* Excerpt *
Marvin Johnson, Michael Spinks, and Jimmy Young.

 

All vastly underrated, and sadly, somewhat forgotten. Though not by everyone.

 

There are more of course.

 

One, from Kentucky, rose to prominence in the heavyweight division, though he had to stuff himself to get there. Nope. Not “The Greatest” although the two met when kids and were trained by the same person.

 

James “Jimmy” Ellis was born February 24, 1940, to Walter Ellis, a pastor, and his wife, Elizabeth, in Louisville. Raised a Christian, along with nine brothers and sisters, he sang in the church choir. He loved Louisville, considering himself a country boy.

 

In his teenage years, Ellis, an easy-going kid, worked at a cement-finishing factory. He was inspired to box after watching his close friend, Donnie Hill, lose to Cassius Clay in "Tomorrow’s Champions,” a 1957 amateur tournament.

“I watched it and I thought that I could do a better job,” Ellis said years later.

* Provided material *
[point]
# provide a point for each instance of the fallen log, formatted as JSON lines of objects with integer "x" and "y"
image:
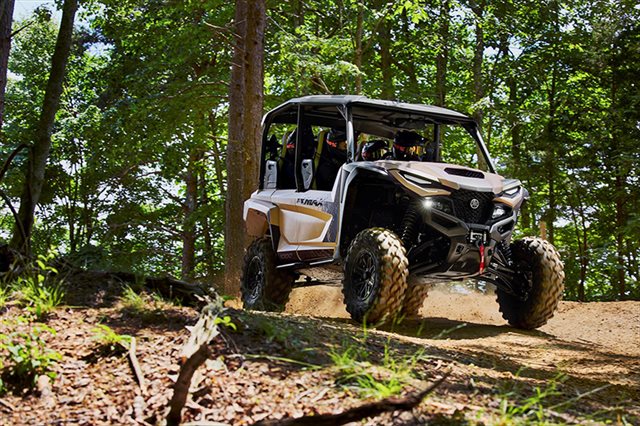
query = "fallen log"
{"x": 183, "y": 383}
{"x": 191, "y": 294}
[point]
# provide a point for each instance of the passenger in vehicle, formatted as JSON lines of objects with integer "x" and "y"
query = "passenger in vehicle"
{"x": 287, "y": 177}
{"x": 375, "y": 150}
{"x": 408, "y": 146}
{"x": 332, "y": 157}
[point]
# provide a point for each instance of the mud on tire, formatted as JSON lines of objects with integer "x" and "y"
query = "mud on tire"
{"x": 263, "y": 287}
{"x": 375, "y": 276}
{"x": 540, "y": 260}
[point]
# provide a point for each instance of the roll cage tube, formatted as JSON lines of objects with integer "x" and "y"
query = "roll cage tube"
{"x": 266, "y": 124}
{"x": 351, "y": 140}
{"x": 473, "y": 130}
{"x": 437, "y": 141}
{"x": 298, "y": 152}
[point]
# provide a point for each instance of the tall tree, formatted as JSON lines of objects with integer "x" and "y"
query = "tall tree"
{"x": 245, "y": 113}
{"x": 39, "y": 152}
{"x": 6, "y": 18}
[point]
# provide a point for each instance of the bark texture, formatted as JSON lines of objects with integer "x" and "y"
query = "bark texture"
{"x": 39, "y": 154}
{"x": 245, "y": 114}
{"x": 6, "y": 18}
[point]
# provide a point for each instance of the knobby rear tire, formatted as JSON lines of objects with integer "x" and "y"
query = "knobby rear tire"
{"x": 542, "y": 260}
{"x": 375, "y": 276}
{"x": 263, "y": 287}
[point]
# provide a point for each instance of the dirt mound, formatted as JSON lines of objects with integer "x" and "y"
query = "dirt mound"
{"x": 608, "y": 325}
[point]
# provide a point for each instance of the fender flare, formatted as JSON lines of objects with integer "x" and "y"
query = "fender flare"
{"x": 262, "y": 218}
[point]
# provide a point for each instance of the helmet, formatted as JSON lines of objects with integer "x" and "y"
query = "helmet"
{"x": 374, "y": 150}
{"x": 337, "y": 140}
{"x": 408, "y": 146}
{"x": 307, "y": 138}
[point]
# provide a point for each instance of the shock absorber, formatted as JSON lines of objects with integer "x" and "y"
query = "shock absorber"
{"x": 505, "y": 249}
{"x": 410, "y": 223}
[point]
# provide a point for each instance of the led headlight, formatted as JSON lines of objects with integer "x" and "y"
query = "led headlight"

...

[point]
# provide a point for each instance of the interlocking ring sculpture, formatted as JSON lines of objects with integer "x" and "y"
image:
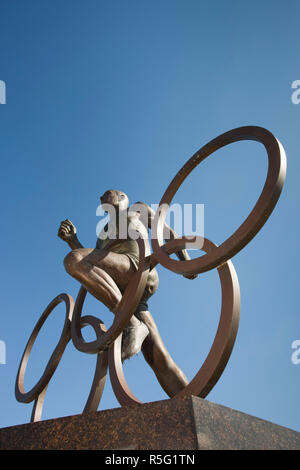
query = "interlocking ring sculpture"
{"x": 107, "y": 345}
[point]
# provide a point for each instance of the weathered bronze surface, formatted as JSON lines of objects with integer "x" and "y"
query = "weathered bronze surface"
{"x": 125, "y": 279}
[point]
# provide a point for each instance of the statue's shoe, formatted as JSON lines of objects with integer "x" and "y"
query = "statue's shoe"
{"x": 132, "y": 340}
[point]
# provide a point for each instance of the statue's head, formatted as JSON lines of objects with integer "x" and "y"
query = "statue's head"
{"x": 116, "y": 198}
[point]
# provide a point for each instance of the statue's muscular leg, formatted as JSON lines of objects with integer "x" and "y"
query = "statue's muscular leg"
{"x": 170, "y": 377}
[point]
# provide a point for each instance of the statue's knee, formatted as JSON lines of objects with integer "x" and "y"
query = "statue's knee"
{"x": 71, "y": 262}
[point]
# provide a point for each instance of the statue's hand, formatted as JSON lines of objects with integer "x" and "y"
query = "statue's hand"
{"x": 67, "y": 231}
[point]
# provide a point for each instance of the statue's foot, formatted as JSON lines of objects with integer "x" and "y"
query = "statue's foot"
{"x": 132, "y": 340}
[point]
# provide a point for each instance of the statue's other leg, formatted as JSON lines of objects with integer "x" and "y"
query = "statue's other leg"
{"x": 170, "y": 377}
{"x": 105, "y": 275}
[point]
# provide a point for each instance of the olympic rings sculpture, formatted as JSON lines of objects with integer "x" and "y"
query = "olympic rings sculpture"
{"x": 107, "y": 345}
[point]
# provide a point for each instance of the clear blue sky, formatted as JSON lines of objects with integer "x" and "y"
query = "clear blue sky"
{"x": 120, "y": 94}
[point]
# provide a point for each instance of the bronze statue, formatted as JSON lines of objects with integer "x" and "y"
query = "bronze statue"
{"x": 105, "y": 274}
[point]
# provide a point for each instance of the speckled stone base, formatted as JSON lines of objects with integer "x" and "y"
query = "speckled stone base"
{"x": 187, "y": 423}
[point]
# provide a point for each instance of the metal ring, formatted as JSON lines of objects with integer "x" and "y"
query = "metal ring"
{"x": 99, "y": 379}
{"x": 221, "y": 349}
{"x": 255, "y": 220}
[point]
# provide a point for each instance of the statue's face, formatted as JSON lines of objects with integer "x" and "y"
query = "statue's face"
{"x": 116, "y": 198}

==

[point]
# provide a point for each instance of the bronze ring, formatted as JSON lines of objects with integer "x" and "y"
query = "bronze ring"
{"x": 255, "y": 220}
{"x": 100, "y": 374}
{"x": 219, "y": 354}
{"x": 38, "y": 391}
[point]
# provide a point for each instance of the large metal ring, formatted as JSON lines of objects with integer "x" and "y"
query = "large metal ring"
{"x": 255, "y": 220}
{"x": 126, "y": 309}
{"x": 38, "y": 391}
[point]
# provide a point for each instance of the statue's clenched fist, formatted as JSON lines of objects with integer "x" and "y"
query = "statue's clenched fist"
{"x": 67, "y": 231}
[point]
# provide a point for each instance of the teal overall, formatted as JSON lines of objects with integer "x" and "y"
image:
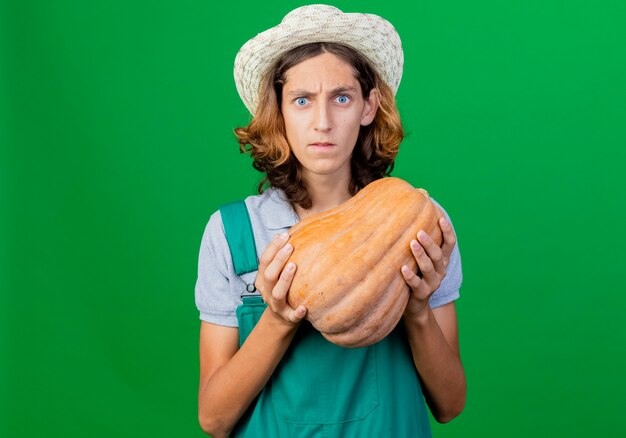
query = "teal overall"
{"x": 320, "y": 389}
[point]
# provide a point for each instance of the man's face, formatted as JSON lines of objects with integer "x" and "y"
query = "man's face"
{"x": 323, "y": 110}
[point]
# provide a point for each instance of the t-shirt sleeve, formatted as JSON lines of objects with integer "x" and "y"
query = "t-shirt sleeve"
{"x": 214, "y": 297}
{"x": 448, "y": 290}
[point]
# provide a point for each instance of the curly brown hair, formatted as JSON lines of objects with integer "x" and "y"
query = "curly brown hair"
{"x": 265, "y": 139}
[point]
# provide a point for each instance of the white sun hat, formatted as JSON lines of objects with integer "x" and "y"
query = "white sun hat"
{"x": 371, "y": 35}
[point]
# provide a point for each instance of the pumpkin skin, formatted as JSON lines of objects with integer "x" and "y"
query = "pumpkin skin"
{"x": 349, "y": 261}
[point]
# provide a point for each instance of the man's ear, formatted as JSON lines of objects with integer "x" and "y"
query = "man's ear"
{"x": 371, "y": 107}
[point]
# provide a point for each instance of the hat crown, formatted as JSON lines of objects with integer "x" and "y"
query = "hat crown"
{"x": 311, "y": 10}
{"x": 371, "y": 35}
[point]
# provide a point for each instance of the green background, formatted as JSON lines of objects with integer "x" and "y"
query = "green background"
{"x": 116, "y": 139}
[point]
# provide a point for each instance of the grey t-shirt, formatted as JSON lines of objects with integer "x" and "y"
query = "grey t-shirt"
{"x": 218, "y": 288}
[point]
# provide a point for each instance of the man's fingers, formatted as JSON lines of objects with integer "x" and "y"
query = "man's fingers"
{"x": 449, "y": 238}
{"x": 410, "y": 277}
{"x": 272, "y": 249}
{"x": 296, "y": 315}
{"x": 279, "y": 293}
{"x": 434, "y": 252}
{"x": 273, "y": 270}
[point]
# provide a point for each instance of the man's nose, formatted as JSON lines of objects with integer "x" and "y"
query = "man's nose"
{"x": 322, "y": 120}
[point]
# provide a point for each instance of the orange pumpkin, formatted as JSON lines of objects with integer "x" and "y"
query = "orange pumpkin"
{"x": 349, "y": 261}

* Written problem 1 *
In the excerpt about Jimmy Ellis, whose loss to Cassius Clay inspired Ellis to take up boxing?
* Written problem 2 *
Repeat the passage of the excerpt about Jimmy Ellis starting at "In his teenage" and ending at "1957 amateur tournament.".
The items play no part in this work.

* Final result 1 *
His close friend, Donnie Hill.

* Final result 2 *
In his teenage years, Ellis, an easy-going kid, worked at a cement-finishing factory. He was inspired to box after watching his close friend, Donnie Hill, lose to Cassius Clay in "Tomorrow’s Champions,” a 1957 amateur tournament.